- _Assignment_
Write out, word for word, only the lines from the one with "3L0 2V103L34 106L12" to the end of the data below.

Stored items:
----------

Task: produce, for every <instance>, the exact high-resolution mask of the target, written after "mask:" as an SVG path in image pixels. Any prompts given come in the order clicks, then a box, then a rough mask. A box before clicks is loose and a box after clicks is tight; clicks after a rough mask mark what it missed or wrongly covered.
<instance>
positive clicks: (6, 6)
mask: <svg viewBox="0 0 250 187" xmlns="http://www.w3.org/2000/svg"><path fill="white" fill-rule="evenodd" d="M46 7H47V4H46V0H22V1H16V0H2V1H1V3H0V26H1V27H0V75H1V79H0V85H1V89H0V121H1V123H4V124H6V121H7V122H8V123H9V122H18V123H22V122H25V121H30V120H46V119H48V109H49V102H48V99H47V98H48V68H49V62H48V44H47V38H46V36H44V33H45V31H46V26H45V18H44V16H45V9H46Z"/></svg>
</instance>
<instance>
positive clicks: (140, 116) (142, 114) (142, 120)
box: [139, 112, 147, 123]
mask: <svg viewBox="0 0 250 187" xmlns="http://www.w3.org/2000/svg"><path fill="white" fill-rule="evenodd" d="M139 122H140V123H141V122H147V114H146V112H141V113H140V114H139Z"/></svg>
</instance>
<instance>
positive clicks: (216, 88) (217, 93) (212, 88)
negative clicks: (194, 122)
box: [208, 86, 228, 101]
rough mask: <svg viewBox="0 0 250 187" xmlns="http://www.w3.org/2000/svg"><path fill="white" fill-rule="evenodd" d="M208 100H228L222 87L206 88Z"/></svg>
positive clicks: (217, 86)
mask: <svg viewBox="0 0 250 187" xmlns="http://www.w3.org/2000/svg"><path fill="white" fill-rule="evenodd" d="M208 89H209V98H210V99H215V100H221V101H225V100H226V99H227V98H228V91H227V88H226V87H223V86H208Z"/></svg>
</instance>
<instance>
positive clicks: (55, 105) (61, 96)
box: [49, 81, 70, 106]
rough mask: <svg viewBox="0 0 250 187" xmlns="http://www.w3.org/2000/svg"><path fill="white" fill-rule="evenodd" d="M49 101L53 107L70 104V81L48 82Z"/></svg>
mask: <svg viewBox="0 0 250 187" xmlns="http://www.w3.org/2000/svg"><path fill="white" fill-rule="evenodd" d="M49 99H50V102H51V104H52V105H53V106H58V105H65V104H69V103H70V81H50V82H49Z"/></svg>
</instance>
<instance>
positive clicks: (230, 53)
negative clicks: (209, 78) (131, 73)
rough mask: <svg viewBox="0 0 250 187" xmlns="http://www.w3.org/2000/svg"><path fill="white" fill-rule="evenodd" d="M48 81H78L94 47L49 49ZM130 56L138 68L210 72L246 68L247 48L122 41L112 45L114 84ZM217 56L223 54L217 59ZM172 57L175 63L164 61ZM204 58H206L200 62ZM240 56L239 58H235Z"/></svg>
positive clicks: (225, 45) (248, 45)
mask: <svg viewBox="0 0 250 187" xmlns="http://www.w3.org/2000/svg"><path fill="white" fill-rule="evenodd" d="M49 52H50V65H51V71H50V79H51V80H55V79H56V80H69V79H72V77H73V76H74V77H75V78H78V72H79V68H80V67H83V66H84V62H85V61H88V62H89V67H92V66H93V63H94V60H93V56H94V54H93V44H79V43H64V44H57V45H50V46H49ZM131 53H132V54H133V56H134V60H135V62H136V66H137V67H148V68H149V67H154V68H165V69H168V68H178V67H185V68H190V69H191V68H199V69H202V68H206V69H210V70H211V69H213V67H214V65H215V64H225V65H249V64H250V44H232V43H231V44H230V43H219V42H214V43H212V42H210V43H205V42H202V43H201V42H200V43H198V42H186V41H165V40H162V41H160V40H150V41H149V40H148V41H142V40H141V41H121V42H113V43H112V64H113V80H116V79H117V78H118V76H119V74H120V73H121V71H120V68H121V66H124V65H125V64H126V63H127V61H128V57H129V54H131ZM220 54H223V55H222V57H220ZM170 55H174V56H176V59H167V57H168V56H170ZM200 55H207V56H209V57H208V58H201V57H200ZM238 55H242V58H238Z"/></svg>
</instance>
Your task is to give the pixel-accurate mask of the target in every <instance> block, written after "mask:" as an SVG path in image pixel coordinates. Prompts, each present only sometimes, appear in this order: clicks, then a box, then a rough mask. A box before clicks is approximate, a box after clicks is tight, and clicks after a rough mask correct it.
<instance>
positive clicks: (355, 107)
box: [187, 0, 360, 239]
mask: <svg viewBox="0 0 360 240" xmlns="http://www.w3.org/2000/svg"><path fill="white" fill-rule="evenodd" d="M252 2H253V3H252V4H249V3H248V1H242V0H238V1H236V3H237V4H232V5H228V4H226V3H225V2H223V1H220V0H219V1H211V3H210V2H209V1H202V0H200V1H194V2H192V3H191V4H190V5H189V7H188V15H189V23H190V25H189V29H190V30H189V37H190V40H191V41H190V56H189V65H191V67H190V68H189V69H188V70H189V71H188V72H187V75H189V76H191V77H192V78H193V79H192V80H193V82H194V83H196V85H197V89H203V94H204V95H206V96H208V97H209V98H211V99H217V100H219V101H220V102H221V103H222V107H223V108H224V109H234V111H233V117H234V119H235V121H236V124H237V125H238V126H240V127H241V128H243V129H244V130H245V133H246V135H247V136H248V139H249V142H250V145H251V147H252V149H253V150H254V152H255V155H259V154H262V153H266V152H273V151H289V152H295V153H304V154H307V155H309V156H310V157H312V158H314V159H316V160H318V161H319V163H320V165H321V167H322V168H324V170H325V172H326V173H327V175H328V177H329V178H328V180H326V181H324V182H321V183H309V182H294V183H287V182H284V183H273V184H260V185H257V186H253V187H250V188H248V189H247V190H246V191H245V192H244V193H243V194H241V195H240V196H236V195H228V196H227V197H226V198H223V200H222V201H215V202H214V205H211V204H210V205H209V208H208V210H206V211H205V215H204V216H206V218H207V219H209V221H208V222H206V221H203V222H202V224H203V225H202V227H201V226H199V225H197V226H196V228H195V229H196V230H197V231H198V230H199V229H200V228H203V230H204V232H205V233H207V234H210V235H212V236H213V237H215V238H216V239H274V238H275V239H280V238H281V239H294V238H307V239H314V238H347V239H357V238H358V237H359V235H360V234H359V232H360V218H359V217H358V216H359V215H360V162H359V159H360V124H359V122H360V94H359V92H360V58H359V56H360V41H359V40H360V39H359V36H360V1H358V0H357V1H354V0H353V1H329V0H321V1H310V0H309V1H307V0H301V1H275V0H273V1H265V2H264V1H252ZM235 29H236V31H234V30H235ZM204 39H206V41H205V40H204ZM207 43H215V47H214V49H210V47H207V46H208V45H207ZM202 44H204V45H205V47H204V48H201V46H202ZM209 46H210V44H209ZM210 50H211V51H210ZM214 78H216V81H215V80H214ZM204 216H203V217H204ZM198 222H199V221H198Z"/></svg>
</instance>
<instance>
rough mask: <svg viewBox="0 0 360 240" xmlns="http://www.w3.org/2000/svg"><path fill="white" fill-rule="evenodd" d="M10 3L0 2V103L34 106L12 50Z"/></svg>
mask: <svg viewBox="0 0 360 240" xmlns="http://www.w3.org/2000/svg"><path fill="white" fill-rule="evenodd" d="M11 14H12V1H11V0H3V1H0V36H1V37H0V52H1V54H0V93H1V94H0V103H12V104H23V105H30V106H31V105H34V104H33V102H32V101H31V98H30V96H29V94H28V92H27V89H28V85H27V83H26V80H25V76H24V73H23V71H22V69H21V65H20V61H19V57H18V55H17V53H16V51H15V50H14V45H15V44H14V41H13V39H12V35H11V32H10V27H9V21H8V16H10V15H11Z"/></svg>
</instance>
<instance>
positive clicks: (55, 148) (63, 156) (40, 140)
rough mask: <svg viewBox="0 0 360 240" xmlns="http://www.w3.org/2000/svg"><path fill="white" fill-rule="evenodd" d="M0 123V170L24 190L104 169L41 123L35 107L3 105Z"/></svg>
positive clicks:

----------

- _Result_
rough mask: <svg viewBox="0 0 360 240" xmlns="http://www.w3.org/2000/svg"><path fill="white" fill-rule="evenodd" d="M10 3L0 2V103L34 106L12 50Z"/></svg>
mask: <svg viewBox="0 0 360 240" xmlns="http://www.w3.org/2000/svg"><path fill="white" fill-rule="evenodd" d="M11 14H12V1H11V0H3V1H0V36H1V37H0V52H1V54H0V93H1V94H0V103H12V104H23V105H30V106H31V105H34V104H33V102H32V101H31V98H30V96H29V94H28V92H27V89H28V85H27V83H26V80H25V76H24V73H23V71H22V69H21V65H20V61H19V57H18V55H17V53H16V51H15V50H14V45H15V44H14V41H13V39H12V35H11V32H10V27H9V21H8V16H10V15H11Z"/></svg>
</instance>
<instance>
positive clicks: (55, 148) (63, 156) (40, 140)
rough mask: <svg viewBox="0 0 360 240" xmlns="http://www.w3.org/2000/svg"><path fill="white" fill-rule="evenodd" d="M0 123V170L24 190L104 169L41 123L35 107L3 105Z"/></svg>
positive clicks:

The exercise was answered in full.